# DESCRIPTION OF THE TASK
Each record that follows is to be reproduced verbatim.

# SUPPLIED MATERIAL
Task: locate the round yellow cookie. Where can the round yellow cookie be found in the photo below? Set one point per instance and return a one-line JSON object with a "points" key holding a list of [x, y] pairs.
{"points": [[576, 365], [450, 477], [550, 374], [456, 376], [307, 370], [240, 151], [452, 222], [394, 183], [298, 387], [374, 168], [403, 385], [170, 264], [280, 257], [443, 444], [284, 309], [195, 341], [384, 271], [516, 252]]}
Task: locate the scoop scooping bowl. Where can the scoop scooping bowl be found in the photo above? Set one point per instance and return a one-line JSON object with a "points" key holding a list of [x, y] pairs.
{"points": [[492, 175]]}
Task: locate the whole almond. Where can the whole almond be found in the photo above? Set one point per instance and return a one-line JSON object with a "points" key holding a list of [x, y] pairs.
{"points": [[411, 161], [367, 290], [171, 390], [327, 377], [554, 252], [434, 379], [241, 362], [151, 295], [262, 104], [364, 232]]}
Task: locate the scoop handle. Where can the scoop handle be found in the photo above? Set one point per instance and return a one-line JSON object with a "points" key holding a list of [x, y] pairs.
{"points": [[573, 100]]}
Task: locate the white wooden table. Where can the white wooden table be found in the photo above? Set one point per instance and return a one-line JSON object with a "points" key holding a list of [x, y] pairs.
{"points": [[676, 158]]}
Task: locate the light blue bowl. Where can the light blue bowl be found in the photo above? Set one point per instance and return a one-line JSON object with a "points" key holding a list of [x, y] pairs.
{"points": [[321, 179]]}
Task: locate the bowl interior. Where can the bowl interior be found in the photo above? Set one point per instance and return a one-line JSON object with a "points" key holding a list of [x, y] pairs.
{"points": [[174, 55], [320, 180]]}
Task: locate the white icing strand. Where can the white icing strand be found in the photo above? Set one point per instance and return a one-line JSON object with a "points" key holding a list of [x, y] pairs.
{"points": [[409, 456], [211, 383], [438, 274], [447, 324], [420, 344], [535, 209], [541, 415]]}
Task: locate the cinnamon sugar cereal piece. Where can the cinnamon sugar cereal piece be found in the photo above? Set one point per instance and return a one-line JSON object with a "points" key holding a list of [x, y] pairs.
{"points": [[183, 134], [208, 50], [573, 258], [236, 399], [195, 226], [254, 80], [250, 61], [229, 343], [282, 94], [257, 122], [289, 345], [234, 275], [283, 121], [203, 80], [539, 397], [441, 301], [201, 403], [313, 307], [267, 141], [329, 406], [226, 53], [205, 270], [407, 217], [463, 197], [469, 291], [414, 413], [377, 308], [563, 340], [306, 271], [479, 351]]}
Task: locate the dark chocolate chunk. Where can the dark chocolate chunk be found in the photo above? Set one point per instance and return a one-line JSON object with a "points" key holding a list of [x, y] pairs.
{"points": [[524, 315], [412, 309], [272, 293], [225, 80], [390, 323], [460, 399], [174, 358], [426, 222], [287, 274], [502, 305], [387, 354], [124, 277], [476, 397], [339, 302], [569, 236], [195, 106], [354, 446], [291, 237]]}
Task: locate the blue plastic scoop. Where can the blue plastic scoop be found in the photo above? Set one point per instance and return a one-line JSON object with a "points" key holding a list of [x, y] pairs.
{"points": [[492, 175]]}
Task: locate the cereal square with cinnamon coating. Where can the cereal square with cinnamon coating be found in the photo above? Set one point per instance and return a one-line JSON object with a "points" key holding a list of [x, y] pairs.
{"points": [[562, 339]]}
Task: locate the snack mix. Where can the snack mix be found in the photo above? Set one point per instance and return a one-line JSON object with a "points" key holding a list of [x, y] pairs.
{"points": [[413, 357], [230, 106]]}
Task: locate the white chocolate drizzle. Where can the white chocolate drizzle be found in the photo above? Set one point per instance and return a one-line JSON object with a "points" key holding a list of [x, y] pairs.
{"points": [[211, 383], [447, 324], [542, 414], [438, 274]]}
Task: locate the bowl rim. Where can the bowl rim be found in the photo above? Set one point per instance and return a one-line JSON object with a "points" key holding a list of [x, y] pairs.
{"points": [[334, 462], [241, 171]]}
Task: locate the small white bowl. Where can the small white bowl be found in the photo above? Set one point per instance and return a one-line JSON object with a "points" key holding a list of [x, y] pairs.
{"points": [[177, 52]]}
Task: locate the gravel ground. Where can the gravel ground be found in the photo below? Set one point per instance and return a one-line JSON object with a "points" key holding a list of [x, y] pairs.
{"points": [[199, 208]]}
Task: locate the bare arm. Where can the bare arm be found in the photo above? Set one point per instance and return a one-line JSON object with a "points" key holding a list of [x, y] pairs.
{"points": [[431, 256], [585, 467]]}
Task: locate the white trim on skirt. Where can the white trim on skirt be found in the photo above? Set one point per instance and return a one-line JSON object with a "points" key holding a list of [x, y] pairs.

# EXERCISE ANSWER
Task: locate the round yellow cookie. Where can the round yellow cookie be found in the photo below? Set one point per instance and return a one-line JSON object with a "points" key holding a list of [x, y] pairs.
{"points": [[576, 365], [450, 477], [550, 374], [456, 376], [307, 370], [240, 151], [452, 222], [394, 183], [298, 387], [374, 168], [403, 385], [170, 264], [280, 257], [443, 444], [284, 309], [195, 341], [384, 271], [516, 252]]}
Task: locate the scoop scooping bowl. Where can the scoop scooping bowl be found in the photo above? Set one point per instance and return a one-line JSON object with a "points" key holding a list of [x, y] pairs.
{"points": [[492, 175]]}
Task: locate the whole almond. Where can the whole almond be found in the photo above? Set one point per instance and return a one-line JSON object with a "points" key holding a list of [x, y] pairs.
{"points": [[411, 161], [367, 290], [171, 390], [327, 377], [554, 252], [434, 379], [241, 362], [151, 295], [262, 104], [364, 232]]}
Task: locate the scoop handle. Where can the scoop handle be found in the photo above? Set one point per instance and return a one-line JSON object with a "points" key holding a list of [x, y] pairs.
{"points": [[573, 100]]}
Task: locate the white wooden table. Where can the white wooden table be found in the photo above? Set one point per instance and return a one-line JSON object with a "points" key holding a list of [x, y] pairs.
{"points": [[676, 158]]}
Task: locate the light blue bowl. Where can the light blue bowl be found in the photo above? Set one point per instance and return a one-line JSON object with a "points" key holding a list of [x, y] pairs.
{"points": [[321, 179]]}
Task: locate the bowl interior. Where can the bowl interior be found in the photo above? Set one point per instance and return a one-line JSON object with a "points" key holding a list of [x, y] pairs.
{"points": [[174, 55], [320, 180]]}
Task: locate the white icing strand. Where can the white icing strand be found in the photo above? Set one point per instance and return a one-line JSON object with a "points" key holding a list of [x, y] pairs.
{"points": [[409, 456], [211, 383], [438, 274], [447, 324], [420, 344], [535, 209], [541, 415]]}
Task: locate the cinnamon sugar cereal piece. Where can the cinnamon sugar cereal piece be found in the photo above? Set one point per instance and return a one-line JSON object with a "points" key holding a list of [x, y] pairs.
{"points": [[183, 134], [208, 50], [573, 258], [236, 399], [195, 226], [254, 80], [250, 61], [229, 343], [282, 94], [257, 122], [289, 345], [234, 275], [283, 121], [203, 80], [539, 397], [441, 301], [201, 403], [313, 307], [267, 141], [329, 406], [226, 53], [205, 270], [407, 217], [463, 197], [469, 291], [414, 413], [377, 308], [563, 340], [306, 271], [479, 351]]}
Task: locate the dark chocolate chunk. Where can the dark chocolate chunk be found in the photo above? Set one point per instance and return a one-line JSON object with a "points" key holding a list of [x, y] pairs.
{"points": [[524, 315], [412, 309], [272, 293], [225, 80], [390, 323], [460, 399], [174, 358], [426, 222], [287, 274], [502, 305], [387, 354], [124, 277], [476, 397], [339, 302], [569, 236], [195, 106], [354, 446], [291, 237]]}
Task: locate the blue plastic scoop. Where can the blue plastic scoop be found in the photo above? Set one point per instance and return a one-line JSON object with a "points" key holding a list of [x, y] pairs.
{"points": [[492, 175]]}
Task: locate the cereal square with cinnamon coating. Where can the cereal square with cinnamon coating be found in the photo above? Set one point per instance and return a one-line JSON object with a "points" key holding a list of [x, y] pairs.
{"points": [[562, 339]]}
Task: locate the snack mix. Where can the snack mix be found in the photo above? Set one point per instance and return a one-line JSON object with a "points" key holding a list of [x, y] pairs.
{"points": [[413, 357], [230, 106]]}
Task: locate the white chocolate drizzle. Where can the white chocolate drizzle be found in the photo above? Set one point per instance and return a one-line JSON object with a "points" key holding a list of [x, y] pairs.
{"points": [[211, 383], [447, 324], [542, 414], [438, 274]]}
Task: locate the bowl rim. Where can the bowl rim be found in the photo above? Set one point per instance and return a one-line JSON object with a "points" key holding a list of [x, y] pairs.
{"points": [[334, 462], [241, 171]]}
Task: locate the small white bowl. Where can the small white bowl be found in the photo above? Set one point per instance and return a one-line JSON object with a "points" key holding a list of [x, y] pairs.
{"points": [[177, 52]]}
Task: locate the gravel ground. Where can the gravel ground be found in the photo below? Set one point per instance and return a one-line JSON object with a "points" key holding a list of [x, y] pairs.
{"points": [[199, 208]]}
Task: locate the bare arm. Where can the bare arm be found in the photo above? Set one point per instance and return a one-line JSON object with a "points" key holding a list of [x, y] pairs.
{"points": [[431, 256], [585, 467]]}
Task: locate the white trim on skirt. Where can the white trim on skirt be found in the photo above? Set one point per instance and return a one-line JSON object with a "points" key holding a list of [x, y] pairs.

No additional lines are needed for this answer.